[Outline labeling records]
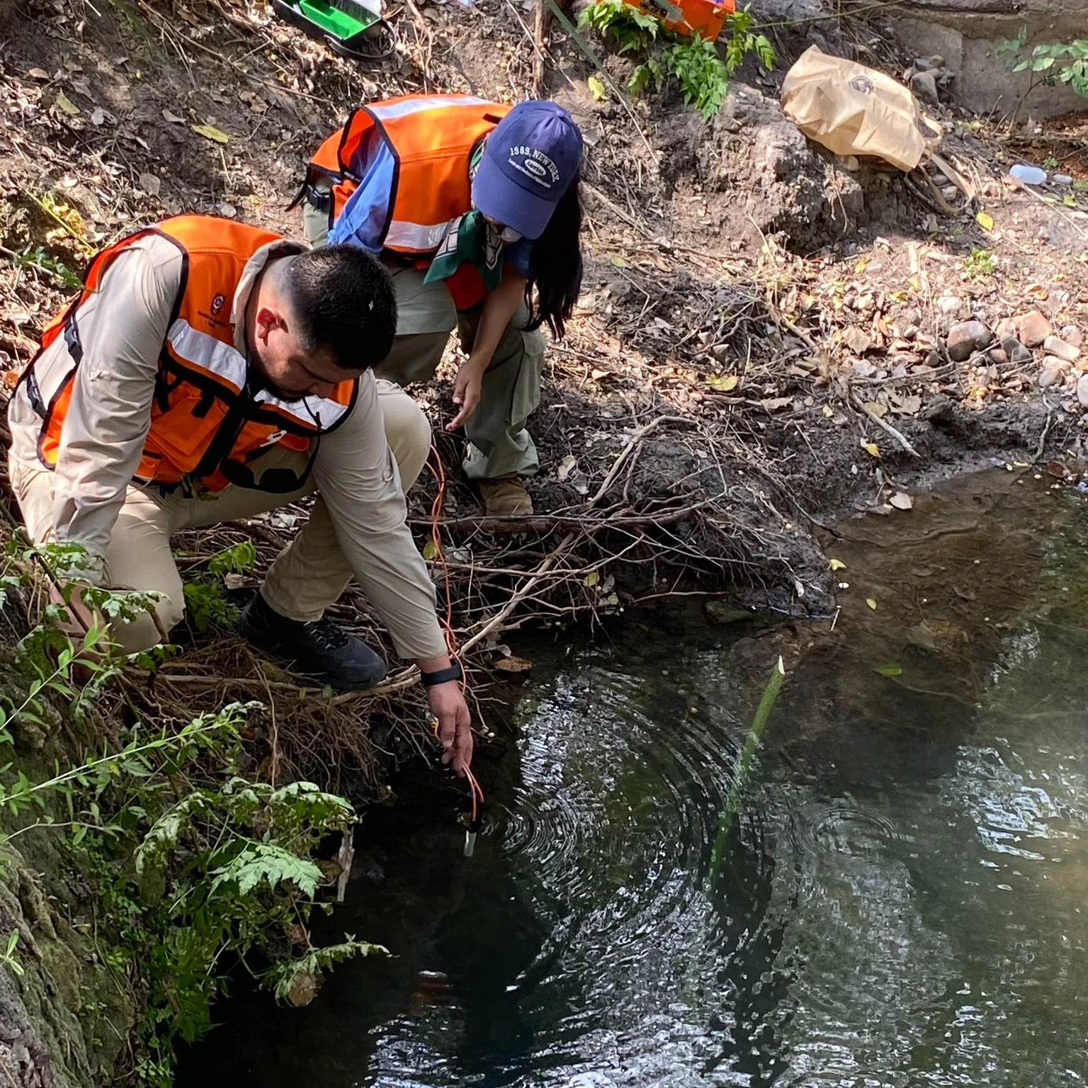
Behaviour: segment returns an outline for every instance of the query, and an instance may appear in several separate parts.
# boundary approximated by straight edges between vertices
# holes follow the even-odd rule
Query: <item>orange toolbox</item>
[[[626,0],[632,8],[656,15],[670,30],[715,41],[726,16],[737,10],[734,0]]]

> WHAT IS ASKED
Count how many lines in the rows above contain the string "parts". Reply with the number alone.

> WRITTEN RESPONSE
1